__ACTION ITEM__. Could you output only the lines from the one containing "Please put a point on each instance of the green leaf" through the last line of the data, both included?

__Referring expression data__.
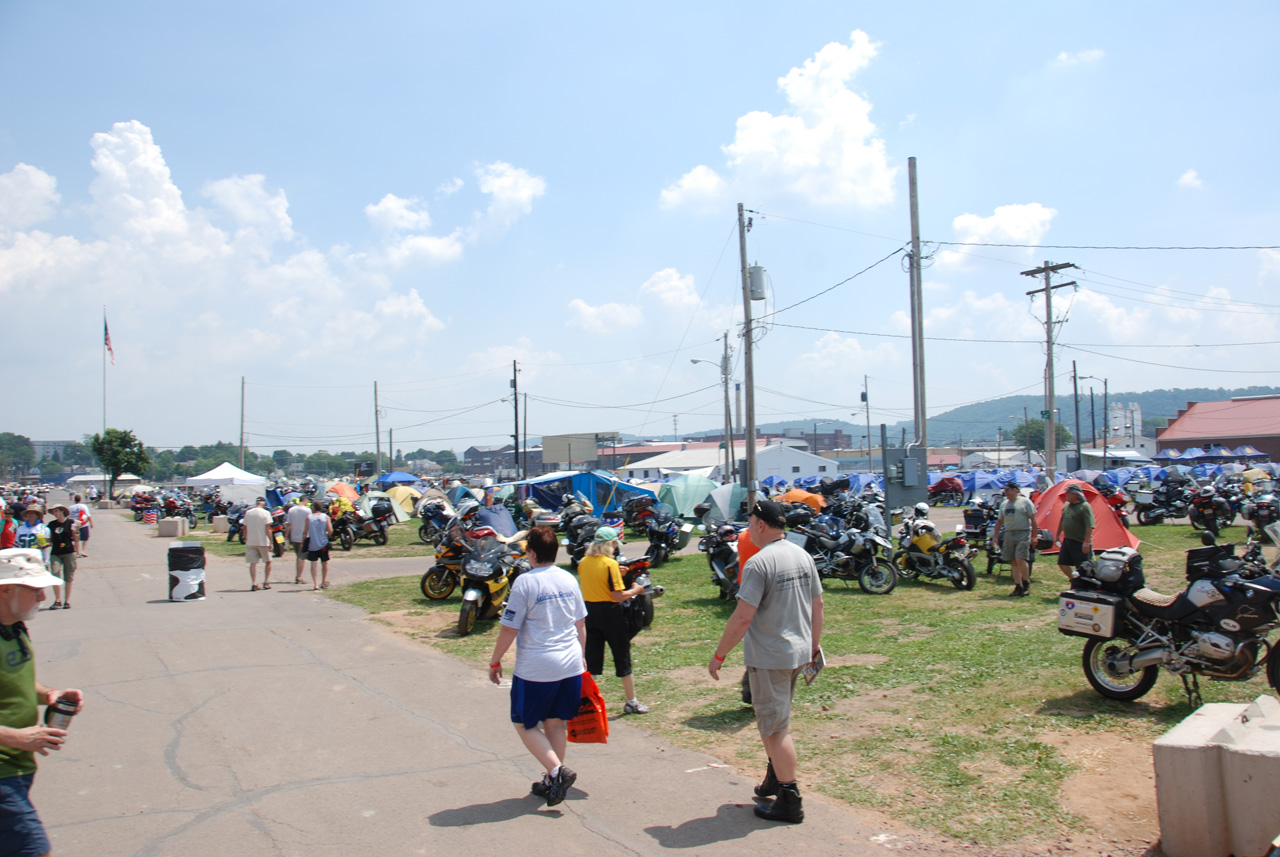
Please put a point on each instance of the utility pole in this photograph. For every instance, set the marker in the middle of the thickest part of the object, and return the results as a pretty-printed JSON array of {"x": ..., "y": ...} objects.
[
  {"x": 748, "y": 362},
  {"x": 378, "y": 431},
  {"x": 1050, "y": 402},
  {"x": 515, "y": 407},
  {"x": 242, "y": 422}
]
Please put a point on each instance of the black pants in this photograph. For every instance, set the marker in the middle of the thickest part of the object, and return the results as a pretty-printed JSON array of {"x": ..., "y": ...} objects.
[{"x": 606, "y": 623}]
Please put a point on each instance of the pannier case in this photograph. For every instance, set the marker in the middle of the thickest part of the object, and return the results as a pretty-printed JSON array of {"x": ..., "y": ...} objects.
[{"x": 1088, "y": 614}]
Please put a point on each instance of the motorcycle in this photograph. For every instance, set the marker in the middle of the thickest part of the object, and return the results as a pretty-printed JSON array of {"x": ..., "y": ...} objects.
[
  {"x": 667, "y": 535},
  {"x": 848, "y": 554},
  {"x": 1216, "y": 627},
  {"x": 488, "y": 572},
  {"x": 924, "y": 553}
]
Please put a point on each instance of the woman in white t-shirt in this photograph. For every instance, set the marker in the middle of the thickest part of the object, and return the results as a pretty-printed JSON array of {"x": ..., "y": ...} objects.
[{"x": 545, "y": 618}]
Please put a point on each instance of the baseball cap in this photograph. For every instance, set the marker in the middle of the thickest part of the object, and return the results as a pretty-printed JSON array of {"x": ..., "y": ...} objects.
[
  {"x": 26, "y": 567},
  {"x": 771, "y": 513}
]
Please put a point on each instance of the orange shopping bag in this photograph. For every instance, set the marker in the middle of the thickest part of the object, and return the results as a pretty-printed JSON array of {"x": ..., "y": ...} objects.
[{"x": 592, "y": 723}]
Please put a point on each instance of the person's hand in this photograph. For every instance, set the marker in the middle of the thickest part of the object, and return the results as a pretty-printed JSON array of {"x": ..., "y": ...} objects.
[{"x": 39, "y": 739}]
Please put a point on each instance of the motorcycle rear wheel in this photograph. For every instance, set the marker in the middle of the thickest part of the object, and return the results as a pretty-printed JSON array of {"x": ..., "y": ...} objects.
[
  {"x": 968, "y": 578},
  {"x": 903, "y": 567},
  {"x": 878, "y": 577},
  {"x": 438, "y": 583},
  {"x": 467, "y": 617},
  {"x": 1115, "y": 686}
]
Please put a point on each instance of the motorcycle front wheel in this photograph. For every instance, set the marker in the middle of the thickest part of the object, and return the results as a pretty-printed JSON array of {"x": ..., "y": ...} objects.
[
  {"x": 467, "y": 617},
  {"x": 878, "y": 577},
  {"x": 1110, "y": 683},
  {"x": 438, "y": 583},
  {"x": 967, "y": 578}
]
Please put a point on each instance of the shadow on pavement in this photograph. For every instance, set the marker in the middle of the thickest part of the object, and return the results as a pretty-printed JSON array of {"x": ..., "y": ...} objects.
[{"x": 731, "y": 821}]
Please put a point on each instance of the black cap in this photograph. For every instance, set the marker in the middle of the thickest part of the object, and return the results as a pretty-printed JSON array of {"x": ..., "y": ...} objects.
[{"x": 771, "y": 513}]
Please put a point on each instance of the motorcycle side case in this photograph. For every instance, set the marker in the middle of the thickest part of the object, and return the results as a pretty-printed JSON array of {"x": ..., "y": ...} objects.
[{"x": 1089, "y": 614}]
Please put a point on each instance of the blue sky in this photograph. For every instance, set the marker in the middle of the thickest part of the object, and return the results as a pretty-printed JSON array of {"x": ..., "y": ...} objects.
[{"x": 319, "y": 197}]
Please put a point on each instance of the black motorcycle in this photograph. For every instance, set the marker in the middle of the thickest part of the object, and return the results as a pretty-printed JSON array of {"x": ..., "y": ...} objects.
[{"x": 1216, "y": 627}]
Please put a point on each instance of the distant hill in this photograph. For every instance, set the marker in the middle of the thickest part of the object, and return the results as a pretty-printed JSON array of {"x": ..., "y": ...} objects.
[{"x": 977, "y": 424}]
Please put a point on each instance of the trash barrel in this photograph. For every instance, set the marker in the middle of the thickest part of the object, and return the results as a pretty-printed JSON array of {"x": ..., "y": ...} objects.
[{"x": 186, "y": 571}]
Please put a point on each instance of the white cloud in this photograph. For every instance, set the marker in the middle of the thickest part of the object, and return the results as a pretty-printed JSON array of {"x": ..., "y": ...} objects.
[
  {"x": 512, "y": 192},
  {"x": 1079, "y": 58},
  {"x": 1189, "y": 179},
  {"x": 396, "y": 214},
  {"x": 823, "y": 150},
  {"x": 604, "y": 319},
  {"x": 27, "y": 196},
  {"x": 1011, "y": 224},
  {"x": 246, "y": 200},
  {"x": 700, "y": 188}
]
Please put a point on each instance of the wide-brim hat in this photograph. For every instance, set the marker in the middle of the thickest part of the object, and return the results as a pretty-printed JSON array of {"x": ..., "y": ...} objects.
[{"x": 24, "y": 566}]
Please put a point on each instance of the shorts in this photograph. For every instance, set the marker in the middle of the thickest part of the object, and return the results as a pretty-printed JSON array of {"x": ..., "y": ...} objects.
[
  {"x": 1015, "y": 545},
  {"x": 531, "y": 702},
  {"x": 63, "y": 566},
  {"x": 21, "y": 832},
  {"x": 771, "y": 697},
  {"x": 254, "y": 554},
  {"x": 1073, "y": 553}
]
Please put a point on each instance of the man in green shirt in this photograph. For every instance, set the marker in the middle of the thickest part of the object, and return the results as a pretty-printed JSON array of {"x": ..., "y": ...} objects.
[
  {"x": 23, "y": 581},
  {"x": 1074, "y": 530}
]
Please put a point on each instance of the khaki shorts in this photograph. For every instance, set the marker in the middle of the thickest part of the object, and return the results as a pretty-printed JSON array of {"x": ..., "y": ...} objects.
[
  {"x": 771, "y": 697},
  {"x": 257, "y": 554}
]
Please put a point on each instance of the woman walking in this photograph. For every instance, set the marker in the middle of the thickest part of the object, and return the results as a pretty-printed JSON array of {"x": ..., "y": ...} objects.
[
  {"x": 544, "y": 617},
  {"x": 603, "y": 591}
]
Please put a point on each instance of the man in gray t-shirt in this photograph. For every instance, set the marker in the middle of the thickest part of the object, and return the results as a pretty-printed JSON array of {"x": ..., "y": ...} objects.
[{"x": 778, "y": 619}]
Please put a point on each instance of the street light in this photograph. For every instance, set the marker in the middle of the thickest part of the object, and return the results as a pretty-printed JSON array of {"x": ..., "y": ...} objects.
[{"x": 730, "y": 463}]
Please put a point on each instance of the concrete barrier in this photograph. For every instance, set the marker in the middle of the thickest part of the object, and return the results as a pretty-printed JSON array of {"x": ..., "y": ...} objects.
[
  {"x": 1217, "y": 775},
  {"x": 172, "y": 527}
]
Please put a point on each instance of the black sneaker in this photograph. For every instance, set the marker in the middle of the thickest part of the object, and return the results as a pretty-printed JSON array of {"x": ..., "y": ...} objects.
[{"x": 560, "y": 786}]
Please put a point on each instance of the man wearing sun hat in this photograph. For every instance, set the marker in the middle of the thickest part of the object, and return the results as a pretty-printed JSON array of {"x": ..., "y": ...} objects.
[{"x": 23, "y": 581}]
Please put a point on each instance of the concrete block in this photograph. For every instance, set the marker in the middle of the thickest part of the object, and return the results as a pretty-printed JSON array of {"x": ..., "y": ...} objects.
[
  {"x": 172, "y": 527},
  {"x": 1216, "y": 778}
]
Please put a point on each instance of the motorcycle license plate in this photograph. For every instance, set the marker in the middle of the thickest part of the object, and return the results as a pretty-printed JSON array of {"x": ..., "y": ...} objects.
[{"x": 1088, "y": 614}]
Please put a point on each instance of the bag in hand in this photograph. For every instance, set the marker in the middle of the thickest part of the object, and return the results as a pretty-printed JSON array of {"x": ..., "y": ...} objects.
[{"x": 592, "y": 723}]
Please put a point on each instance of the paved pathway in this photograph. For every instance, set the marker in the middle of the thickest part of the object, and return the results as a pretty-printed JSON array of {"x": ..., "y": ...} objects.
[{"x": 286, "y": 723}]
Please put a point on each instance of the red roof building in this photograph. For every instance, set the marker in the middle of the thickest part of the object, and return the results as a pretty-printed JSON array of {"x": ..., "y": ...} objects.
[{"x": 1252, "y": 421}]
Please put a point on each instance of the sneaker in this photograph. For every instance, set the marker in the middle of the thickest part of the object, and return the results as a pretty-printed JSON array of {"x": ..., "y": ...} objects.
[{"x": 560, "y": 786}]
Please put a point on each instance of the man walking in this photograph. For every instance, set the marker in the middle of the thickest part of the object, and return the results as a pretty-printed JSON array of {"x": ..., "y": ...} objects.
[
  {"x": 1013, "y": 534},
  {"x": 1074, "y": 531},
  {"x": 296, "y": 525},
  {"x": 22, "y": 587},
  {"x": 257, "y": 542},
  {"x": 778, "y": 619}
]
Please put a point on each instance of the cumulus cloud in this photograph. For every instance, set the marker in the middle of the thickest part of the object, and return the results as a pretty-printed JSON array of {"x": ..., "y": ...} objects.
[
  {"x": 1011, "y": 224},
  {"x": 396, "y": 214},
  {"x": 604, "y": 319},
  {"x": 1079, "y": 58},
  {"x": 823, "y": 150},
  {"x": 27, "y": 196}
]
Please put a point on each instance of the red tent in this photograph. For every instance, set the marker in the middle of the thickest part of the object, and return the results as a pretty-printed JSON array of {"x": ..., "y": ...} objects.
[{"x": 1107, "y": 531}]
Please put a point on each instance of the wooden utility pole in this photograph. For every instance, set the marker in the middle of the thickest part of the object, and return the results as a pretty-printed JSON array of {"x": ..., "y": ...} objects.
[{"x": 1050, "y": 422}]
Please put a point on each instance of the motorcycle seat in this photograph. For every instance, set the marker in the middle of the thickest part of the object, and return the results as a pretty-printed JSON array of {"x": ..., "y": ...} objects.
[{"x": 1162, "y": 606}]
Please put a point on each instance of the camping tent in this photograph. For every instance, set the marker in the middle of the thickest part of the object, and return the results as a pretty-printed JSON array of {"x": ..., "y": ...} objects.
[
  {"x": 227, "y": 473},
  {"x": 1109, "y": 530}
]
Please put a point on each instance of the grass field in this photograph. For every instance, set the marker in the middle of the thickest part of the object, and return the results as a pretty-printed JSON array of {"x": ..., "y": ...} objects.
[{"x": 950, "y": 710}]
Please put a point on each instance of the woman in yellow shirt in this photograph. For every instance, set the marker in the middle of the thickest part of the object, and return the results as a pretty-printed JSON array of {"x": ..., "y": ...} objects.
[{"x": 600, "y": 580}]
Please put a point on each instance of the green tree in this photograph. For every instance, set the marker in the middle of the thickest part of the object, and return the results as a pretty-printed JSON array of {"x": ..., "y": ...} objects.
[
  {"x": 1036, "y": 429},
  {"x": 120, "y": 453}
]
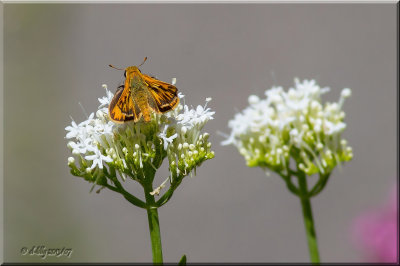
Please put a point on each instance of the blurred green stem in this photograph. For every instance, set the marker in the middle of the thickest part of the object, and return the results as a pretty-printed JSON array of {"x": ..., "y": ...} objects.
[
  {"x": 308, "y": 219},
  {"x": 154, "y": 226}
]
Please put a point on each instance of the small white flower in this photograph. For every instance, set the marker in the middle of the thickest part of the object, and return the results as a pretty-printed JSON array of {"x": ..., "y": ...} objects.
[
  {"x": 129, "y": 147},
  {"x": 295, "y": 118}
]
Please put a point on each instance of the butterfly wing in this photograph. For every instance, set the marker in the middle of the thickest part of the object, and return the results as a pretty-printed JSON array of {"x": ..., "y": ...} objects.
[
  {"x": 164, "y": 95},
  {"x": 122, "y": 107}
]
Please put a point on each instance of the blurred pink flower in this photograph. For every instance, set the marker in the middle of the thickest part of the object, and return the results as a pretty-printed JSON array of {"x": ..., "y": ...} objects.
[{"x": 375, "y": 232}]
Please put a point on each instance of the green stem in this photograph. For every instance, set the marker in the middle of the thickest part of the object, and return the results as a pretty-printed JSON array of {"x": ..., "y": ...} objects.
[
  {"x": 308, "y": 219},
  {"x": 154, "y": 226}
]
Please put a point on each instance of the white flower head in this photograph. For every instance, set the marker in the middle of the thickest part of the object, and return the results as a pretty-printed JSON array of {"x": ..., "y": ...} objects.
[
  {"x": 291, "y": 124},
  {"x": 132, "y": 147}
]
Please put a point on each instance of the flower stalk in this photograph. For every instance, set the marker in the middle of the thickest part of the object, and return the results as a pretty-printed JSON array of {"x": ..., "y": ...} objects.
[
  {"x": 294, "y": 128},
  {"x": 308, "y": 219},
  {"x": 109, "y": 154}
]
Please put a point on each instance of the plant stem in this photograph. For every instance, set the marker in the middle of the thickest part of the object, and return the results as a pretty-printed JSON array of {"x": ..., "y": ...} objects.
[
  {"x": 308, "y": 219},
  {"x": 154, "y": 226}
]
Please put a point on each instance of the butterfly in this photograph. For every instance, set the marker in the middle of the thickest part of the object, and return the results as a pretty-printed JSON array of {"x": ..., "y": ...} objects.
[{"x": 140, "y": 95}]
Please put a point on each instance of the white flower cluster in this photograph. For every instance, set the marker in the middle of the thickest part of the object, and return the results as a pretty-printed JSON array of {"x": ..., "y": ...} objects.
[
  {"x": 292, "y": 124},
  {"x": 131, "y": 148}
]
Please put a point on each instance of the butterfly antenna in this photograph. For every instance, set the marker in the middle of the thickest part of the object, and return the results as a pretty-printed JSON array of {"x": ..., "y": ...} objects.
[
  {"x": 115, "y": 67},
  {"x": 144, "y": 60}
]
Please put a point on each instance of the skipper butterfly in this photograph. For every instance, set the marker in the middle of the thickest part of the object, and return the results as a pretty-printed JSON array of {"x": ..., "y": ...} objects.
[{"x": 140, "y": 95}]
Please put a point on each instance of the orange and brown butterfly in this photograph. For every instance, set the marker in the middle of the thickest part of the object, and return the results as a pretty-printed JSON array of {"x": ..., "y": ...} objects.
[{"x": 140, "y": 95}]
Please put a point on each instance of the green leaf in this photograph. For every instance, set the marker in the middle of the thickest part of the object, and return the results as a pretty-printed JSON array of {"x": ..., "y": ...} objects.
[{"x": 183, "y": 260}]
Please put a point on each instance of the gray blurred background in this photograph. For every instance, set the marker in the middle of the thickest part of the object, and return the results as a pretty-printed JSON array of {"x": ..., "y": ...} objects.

__WRITTEN SOLUTION__.
Please put a point on each instance of the green leaf in this photograph. For every instance, set the marker in the middle of the thickest part of the object, and return the results as a pretty-printed JSON array of {"x": ..., "y": ...} objects.
[{"x": 183, "y": 260}]
Please put a point on each instance of the gray blurred background in this photograph. For every instance, set the marker in the middle of the thickest part of the object, and return the results as a pretty-printed JSON array of {"x": ..., "y": ...} objects.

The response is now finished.